**Quoted text**
=======

They were a happy middle-class family. And then, in October 2023, everything changed. Hamas launched its attack on Israel, and the Alshindis’ world exploded into chaos and violence. Like a lot of people in Gaza, they were soon struggling to get enough to eat. And so, in December 2023, Monir and their 14-year-old son, Izzaldeen Monir Alshindi, decided to drive to a friend’s house in Egypt to get some food, when Israeli military forces started an air raid.

“Military forces targeted him in his car with his son,” Fatima said. “After the first air attack, my husband came out of the car, went behind a building, and forces targeted the car another time and burned it. So my son, his body burned while my husband was bleeding on the ground. No one came to help him to save his life.”

Both Fatima’s husband and her son were killed.

The grief of losing them, especially in such a violent way, was overwhelming for Fatima. But there wasn’t much she could do — she was barely surviving. Their home was bombed and completely destroyed; she’d lost both her income and her husband’s; and she still had a family to take care of, amid continued violence and shortages. Even finding enough food and clean water was hard. But there was one thing she could do — she could write.

=======

**Task directions**
Reproduce everything from "They were a" down to "son were killed." in the passage above about the Alshindi family, replacing "car" with "vehicle" wherever it appears.

**Extracted data**
=======

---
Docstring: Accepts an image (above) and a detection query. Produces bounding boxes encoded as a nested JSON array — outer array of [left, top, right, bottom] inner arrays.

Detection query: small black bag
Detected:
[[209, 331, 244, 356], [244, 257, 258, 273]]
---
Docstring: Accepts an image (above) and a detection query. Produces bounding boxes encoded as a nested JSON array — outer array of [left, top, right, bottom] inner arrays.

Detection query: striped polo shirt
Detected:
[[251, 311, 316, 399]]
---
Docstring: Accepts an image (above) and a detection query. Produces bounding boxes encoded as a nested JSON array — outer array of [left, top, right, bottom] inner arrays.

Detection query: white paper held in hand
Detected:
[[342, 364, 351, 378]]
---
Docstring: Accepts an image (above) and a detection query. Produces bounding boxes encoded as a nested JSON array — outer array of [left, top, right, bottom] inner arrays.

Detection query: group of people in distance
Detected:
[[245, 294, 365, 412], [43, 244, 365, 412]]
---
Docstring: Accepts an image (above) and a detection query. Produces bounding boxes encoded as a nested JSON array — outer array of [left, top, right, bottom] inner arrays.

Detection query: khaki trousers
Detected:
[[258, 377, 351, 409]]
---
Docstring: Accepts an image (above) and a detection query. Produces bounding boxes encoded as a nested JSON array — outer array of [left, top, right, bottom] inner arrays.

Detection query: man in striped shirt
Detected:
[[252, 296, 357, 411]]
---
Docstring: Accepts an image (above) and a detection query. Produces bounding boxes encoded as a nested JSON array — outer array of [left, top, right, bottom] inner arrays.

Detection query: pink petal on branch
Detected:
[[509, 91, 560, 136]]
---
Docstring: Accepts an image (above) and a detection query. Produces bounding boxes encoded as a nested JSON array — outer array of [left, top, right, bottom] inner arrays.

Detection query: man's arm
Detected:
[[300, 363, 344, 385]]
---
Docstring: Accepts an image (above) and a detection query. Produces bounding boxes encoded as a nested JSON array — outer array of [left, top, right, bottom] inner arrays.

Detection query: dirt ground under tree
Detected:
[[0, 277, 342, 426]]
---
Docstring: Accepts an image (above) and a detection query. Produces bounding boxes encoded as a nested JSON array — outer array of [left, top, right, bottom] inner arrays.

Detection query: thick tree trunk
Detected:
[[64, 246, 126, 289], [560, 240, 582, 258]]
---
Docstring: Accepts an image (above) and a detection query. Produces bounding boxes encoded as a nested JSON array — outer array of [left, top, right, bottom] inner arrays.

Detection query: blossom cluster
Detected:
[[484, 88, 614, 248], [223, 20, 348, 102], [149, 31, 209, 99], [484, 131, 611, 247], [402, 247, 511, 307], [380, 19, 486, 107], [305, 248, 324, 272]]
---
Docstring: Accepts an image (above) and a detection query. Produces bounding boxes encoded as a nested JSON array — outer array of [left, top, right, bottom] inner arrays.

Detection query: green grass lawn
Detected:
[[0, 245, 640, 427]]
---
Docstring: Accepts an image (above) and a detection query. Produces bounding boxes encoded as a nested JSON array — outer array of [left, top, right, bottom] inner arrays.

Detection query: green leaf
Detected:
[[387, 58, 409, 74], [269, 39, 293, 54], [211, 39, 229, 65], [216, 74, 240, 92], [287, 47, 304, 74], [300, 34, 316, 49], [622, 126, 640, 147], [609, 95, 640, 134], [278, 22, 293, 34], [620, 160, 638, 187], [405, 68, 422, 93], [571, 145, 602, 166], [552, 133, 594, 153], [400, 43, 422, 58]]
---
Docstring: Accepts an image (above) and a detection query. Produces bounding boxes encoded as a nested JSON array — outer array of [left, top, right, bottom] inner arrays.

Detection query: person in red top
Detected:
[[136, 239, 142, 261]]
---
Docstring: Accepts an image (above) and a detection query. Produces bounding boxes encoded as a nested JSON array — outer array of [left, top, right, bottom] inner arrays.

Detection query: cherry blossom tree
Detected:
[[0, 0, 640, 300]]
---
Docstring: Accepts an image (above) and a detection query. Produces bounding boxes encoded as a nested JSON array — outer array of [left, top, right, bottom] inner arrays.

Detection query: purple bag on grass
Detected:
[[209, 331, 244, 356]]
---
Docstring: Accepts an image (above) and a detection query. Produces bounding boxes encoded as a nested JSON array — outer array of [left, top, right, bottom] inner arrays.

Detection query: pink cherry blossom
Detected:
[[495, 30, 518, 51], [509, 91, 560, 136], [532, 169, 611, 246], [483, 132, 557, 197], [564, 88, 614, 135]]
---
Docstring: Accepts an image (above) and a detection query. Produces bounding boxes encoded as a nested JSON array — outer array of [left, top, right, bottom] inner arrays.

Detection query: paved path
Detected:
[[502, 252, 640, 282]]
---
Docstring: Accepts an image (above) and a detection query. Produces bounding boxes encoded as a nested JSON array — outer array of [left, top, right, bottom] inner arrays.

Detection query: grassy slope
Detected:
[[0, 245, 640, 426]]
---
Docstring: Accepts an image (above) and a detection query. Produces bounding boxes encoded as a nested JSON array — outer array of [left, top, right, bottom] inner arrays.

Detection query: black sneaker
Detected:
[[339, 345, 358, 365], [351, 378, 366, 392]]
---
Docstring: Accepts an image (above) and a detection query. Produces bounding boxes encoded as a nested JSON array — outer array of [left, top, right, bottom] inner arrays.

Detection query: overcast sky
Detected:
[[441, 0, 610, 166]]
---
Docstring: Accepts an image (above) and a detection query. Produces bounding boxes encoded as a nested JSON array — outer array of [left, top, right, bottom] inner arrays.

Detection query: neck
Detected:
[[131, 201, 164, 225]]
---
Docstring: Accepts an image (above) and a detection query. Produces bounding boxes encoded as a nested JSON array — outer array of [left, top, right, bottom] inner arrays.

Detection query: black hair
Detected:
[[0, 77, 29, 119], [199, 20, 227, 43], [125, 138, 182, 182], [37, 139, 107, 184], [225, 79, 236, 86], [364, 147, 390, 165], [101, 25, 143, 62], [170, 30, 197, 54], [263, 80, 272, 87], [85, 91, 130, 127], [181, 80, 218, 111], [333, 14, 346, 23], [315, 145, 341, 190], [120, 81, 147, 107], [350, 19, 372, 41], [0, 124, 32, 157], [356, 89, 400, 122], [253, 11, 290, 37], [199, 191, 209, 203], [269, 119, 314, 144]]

=======

**Response for this exercise**
They were a happy middle-class family. And then, in October 2023, everything changed. Hamas launched its attack on Israel, and the Alshindis’ world exploded into chaos and violence. Like a lot of people in Gaza, they were soon struggling to get enough to eat. And so, in December 2023, Monir and their 14-year-old son, Izzaldeen Monir Alshindi, decided to drive to a friend’s house in Egypt to get some food, when Israeli military forces started an air raid.

“Military forces targeted him in his vehicle with his son,” Fatima said. “After the first air attack, my husband came out of the vehicle, went behind a building, and forces targeted the vehicle another time and burned it. So my son, his body burned while my husband was bleeding on the ground. No one came to help him to save his life.”

Both Fatima’s husband and her son were killed.